Work to complete:
Duplicate the items below line for line, changing nothing.
::: Recorded data
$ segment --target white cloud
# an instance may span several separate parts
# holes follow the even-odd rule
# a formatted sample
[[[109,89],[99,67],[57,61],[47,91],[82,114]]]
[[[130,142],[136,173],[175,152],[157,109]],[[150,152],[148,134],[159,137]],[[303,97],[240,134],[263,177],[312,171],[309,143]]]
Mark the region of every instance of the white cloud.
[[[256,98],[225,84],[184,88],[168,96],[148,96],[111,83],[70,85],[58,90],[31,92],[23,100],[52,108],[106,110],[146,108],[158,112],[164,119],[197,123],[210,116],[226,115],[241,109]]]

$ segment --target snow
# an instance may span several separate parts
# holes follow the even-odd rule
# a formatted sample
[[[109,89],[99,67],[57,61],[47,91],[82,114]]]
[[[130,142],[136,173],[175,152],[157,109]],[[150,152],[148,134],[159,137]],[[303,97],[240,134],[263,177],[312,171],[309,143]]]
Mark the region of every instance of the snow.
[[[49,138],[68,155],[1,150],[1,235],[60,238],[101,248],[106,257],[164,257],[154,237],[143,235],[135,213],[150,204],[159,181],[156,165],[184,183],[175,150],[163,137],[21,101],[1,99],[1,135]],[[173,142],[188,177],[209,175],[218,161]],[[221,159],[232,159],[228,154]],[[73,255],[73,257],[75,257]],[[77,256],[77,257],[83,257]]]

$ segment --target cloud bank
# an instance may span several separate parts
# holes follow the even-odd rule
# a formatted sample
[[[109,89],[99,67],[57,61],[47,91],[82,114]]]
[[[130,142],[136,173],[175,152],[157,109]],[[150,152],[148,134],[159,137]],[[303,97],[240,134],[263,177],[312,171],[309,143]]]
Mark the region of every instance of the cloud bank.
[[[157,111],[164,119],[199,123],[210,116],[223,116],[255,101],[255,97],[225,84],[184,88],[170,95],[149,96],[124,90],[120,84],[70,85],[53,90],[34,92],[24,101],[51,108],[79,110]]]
::::::
Written answer:
$ segment --target white cloud
# an instance may span several separate parts
# holes follow the even-odd rule
# a formatted sample
[[[109,89],[99,67],[57,61],[47,91],[82,114]]]
[[[130,142],[136,173],[175,152],[157,109]],[[150,152],[148,134],[159,137]],[[303,97],[240,134],[263,177],[312,171],[309,143]]]
Mark the region of every instance of the white cloud.
[[[256,98],[225,84],[184,88],[168,96],[148,96],[111,83],[70,85],[58,90],[31,92],[23,100],[52,108],[106,110],[146,108],[158,112],[164,119],[197,123],[210,116],[226,115],[241,109]]]

$ segment --target snow
# an instance may span several separate parts
# holes follow the even-odd rule
# a formatted sample
[[[109,89],[99,67],[57,61],[47,91],[82,114]]]
[[[130,142],[136,173],[175,152],[157,109]],[[150,152],[148,134],[159,137]],[[303,97],[240,134],[263,177],[312,171],[309,143]]]
Mark the region of every instance of the snow.
[[[49,138],[68,155],[1,150],[1,235],[60,238],[101,248],[106,257],[164,257],[154,237],[143,235],[135,213],[150,204],[159,181],[156,165],[184,183],[175,150],[163,137],[21,101],[1,99],[1,135]],[[173,142],[188,177],[209,175],[218,161]],[[221,159],[232,159],[228,154]],[[73,255],[73,257],[75,257]],[[77,256],[77,257],[83,257]]]

$ segment --target cloud bank
# an instance may span several separate parts
# holes follow the even-odd rule
# a formatted sample
[[[109,89],[99,67],[57,61],[47,91],[82,114]]]
[[[130,142],[136,173],[175,152],[157,109]],[[150,152],[148,134],[159,137]],[[303,97],[240,134],[263,177],[312,171],[309,143]]]
Mark the region of every instance of the cloud bank.
[[[157,111],[164,119],[199,123],[210,116],[223,116],[255,101],[255,97],[225,84],[184,88],[170,95],[149,96],[124,90],[120,84],[70,85],[53,90],[34,92],[24,101],[51,108],[79,110]]]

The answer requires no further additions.